If all you care is on-disk consistency, you are good to go with export -f or a complete shutdown
If you care about all data, use sync=always and fast SSDs
Regarding iSCSI/NFS as datastores for VMs, this overview may also be helpful (excerpt: use NFS or disable iSCSI writeback cache on the guest/VM Host; quiesce VM before taking a ZFS snapshot, ZFS will be fine anyway, but guest VM will only be crash-consistent)

In reply to follow-up questions from the comments (left out questions where I do not have any useful answers):

(1) "good news/COW" - what if top level blocks were about to update - will it always find a usable top level block (even if pointing to slightly old versions of the metadata tree)? How bad can that get?

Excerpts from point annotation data
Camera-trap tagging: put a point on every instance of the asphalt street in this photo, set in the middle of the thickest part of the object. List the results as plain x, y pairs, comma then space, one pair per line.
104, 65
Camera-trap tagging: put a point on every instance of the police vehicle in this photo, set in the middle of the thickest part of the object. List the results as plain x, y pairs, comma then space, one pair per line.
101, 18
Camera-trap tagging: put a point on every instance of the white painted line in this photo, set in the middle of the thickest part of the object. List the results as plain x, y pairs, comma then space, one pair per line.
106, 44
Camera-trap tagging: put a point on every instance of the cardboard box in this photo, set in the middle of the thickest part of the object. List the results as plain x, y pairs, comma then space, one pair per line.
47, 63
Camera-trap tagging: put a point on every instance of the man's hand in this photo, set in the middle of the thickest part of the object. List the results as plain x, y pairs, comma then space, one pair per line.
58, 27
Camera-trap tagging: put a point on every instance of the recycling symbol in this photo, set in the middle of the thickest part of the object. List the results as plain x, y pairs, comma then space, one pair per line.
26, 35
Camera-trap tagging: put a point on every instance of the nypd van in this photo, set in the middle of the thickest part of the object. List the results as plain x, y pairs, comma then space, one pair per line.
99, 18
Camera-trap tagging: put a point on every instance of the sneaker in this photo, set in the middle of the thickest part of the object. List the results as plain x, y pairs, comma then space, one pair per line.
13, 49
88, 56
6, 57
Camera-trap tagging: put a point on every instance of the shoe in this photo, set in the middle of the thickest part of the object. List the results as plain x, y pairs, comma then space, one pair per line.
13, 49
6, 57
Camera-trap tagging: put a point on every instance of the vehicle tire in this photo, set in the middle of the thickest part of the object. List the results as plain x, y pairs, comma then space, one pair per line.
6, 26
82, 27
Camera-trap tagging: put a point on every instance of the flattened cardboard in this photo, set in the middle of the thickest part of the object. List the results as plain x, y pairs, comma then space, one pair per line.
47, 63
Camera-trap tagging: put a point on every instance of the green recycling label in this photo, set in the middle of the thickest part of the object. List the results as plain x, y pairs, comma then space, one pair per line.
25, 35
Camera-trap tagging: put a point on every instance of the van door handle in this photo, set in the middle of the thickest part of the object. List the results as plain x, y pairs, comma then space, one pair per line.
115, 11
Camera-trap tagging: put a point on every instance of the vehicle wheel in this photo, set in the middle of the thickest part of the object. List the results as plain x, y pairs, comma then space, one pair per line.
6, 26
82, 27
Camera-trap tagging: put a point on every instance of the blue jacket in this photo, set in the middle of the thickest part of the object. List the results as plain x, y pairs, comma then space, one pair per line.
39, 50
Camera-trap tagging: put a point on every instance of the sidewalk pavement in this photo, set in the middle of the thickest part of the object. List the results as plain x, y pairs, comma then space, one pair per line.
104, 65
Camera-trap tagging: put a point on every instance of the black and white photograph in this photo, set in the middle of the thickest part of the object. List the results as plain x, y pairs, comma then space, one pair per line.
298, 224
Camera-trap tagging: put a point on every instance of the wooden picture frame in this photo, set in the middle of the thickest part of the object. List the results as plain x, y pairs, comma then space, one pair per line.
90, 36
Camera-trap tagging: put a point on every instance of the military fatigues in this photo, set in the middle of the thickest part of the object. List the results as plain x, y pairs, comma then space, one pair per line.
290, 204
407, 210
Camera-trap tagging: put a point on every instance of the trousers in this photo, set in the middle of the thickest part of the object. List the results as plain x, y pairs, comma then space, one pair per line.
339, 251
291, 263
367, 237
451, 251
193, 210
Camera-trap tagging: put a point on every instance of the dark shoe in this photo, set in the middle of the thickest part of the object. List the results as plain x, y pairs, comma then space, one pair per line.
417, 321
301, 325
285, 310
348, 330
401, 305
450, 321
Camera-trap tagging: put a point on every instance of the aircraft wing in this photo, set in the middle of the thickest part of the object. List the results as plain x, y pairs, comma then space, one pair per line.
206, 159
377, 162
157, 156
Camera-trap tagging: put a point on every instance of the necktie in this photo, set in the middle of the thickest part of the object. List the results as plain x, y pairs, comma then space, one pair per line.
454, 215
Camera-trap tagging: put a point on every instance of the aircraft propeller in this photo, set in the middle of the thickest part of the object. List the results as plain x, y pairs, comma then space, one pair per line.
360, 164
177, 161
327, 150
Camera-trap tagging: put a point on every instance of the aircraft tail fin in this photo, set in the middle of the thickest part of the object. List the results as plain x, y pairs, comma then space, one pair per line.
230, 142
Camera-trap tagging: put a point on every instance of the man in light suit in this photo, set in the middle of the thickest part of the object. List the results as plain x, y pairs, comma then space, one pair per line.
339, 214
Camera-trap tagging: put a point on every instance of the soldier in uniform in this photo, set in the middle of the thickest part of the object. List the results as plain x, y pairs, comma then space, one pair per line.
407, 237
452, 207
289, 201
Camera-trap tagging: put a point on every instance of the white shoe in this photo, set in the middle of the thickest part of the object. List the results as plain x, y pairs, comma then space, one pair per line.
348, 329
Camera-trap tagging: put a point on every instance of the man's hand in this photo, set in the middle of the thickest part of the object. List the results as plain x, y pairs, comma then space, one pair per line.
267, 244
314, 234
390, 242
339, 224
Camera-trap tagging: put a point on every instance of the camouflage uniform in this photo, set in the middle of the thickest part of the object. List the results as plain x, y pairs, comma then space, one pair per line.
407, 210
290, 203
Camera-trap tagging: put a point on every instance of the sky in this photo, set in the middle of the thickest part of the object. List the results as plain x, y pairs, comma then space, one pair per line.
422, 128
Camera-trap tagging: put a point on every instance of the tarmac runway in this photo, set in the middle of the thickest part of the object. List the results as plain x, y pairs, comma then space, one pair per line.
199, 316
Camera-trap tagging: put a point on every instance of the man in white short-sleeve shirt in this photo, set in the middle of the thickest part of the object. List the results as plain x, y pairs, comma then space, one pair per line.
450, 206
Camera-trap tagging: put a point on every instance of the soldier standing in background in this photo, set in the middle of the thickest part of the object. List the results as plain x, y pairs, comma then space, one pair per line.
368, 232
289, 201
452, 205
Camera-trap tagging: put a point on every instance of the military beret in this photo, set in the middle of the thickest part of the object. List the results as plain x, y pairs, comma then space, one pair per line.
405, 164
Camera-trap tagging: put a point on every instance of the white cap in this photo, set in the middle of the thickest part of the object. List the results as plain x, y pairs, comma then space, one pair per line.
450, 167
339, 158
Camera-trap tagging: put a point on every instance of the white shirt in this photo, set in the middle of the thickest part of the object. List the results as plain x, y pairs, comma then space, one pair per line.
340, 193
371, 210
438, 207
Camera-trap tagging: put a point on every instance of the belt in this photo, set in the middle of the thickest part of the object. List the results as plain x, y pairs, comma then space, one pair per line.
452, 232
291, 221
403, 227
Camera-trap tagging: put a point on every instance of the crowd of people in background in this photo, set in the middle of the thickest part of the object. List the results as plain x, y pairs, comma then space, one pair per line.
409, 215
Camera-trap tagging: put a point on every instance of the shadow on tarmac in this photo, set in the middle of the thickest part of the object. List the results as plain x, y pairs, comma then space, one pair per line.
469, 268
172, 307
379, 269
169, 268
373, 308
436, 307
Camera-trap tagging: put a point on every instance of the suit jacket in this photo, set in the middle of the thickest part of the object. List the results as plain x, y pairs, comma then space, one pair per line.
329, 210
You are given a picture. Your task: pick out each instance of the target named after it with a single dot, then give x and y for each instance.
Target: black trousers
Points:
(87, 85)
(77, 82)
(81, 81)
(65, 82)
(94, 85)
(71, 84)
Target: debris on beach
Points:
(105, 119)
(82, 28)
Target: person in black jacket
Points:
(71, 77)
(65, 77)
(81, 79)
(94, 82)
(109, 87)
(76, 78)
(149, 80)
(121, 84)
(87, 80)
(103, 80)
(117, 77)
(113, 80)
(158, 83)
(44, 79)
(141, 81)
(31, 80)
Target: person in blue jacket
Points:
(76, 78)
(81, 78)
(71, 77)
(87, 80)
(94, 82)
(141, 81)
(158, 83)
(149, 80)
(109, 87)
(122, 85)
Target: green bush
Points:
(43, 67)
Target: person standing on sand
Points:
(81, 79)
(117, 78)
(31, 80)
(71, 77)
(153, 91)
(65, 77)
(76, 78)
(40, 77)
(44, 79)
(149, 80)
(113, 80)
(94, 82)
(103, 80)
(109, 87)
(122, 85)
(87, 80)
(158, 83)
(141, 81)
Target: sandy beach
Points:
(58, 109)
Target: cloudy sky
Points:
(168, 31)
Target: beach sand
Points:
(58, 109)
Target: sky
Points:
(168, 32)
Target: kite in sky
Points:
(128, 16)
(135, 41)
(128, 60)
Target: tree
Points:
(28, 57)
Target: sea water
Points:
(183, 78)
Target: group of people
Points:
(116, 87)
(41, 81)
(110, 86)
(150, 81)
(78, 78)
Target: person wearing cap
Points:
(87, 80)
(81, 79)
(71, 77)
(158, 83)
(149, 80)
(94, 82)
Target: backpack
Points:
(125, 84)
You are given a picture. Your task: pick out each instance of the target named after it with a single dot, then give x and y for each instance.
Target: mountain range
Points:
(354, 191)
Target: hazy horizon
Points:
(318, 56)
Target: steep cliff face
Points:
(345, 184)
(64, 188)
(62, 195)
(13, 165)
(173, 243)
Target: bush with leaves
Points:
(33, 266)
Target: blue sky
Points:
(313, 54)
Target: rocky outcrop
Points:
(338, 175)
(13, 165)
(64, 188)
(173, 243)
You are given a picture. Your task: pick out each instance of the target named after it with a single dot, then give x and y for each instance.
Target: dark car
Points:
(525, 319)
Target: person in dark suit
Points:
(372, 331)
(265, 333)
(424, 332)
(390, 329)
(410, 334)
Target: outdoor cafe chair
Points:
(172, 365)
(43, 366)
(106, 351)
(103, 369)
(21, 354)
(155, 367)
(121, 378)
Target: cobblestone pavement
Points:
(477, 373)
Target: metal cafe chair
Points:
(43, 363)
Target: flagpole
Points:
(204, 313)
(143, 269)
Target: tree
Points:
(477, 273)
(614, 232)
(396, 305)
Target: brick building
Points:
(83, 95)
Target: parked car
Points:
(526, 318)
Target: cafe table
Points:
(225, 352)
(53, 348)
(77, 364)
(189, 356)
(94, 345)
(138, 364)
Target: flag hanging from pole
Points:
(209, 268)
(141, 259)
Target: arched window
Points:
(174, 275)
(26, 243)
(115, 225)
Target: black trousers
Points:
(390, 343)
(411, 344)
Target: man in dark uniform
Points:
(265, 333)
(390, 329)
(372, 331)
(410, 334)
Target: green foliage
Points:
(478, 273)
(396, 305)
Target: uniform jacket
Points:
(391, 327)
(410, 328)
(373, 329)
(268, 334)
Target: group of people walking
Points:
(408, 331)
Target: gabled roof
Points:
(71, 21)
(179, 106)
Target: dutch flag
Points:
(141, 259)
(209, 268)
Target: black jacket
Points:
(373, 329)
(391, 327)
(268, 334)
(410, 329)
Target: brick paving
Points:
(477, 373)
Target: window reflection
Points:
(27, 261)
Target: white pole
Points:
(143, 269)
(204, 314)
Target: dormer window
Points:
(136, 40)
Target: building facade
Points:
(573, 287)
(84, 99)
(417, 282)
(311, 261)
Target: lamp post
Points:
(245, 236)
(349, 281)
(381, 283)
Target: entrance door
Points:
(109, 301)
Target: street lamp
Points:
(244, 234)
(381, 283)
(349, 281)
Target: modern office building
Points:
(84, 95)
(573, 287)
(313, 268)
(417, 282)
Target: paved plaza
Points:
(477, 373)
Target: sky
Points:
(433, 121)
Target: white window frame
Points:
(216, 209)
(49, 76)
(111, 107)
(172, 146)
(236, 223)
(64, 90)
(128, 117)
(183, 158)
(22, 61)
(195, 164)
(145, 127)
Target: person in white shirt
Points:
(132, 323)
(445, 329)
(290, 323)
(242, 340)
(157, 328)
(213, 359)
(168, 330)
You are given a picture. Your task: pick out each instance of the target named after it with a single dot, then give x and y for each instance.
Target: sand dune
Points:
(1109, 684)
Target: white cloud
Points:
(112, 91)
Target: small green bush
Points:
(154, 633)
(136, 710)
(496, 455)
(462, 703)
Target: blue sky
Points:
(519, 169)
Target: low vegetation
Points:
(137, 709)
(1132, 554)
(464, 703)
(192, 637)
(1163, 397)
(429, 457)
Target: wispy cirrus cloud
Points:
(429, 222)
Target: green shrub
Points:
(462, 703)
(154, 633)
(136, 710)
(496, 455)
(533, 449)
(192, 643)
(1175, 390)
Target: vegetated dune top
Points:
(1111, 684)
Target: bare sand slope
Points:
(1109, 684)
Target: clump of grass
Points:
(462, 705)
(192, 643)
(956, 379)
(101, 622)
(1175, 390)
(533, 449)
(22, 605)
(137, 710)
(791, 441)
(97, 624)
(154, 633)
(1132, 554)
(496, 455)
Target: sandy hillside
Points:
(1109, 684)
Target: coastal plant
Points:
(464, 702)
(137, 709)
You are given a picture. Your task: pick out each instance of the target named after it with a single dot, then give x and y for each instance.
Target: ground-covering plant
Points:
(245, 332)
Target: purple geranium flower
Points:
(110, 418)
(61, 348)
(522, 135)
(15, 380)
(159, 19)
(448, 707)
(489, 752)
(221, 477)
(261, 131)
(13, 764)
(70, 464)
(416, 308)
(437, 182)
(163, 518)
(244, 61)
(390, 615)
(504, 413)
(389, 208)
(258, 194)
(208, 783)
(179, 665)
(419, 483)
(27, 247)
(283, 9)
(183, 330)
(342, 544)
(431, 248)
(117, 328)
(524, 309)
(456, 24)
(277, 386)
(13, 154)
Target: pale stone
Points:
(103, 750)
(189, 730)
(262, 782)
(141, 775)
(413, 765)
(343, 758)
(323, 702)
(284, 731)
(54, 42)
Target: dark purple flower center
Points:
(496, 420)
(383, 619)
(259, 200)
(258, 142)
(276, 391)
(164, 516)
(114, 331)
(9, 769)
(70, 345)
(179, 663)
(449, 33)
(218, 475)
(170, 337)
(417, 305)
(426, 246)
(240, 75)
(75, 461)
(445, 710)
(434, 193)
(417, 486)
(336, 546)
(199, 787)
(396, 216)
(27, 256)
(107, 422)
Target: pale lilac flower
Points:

» **Request 1**
In the two sentences of the ZFS consistency text that begin with "If", which measures are recommended, whether for on-disk consistency or for keeping all data?
» **Request 2**
Pick up the ZFS consistency text after its last sentence and carry it on.
The entries play no part in what is asked here.

» **Final result 1**
export -f, a complete shutdown, sync=always, fast SSDs

» **Final result 2**
Worst case would be that the uberblock (the one at the top of all others) is damaged on all redundant devices. Because there is no block above it, you cannot reconstruct it from above, so there exist several copies of each uberblock (IIRC it was about 3 or 4), so one can be lost and a replacement copy is still there.

(2) I'm familiar with TXGs and use ESXi. Using APC UPS + good PSU/hw + P3700 NVMe ZIL so it's decent power + fast ZIL. But unlikely that current writes will all be sync and as you say, sync=always is slow. But your reply does raise a thought, I might do some performance testing. I'm using dedup (4x saving, worth it), so write=slow anyway (has to lookup DDT). Reason being sync=always only affects write which is slow anyway due to DDT. But setting sync=always forces ZIL, ZIL is very fast and and that makes long TXGs safe which might mean disk access is more efficient. Or it might kill latency. No idea which! Might have to try!

I have no real experience with dedup, so I cannot say anything useful here, except that you already have made good choices in hardware (low latency, high random 64k write IOPS, NVMe interface). It could only be faster if you invest in some really expensive permanent RAM drive (ZeusRAM et al.).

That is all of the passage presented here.